[Provided data — start]

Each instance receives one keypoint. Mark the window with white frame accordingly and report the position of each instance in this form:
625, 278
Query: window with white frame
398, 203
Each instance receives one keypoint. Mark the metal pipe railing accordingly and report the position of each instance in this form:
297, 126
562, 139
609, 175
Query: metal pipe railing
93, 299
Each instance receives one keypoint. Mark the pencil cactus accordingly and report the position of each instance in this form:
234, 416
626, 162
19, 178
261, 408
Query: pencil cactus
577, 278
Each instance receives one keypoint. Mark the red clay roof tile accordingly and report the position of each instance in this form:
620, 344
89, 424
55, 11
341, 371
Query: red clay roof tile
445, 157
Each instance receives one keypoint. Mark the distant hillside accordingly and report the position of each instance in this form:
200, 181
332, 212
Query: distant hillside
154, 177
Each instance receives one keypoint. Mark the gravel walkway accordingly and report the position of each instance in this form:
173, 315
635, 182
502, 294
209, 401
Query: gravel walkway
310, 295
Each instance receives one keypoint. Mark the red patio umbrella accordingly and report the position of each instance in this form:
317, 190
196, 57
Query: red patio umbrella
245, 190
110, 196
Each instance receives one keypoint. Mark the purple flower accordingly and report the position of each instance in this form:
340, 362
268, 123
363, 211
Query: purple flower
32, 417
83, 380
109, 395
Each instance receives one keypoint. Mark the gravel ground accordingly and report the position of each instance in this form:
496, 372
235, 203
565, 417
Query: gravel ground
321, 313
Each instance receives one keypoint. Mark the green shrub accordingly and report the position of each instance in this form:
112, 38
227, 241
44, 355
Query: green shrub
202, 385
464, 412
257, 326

[Provided data — finish]
[Provided data — start]

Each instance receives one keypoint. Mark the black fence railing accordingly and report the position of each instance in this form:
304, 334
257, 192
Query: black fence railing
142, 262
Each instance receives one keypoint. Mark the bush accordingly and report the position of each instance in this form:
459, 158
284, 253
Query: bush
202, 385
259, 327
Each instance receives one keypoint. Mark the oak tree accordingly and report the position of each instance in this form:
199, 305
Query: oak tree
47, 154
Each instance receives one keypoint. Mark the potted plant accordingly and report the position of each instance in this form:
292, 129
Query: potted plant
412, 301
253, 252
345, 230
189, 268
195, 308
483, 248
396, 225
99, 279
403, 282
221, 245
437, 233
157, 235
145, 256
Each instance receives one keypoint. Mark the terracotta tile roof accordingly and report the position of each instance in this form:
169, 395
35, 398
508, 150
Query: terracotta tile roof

[Provided data — finish]

Task description: Would you filter the entries above and keep each line that has the word "terracotta"?

Task solution:
Each instance receives one keypoint. Mark the terracotta tile roof accordingly and report the position of each instance in this form:
Query: terracotta tile roof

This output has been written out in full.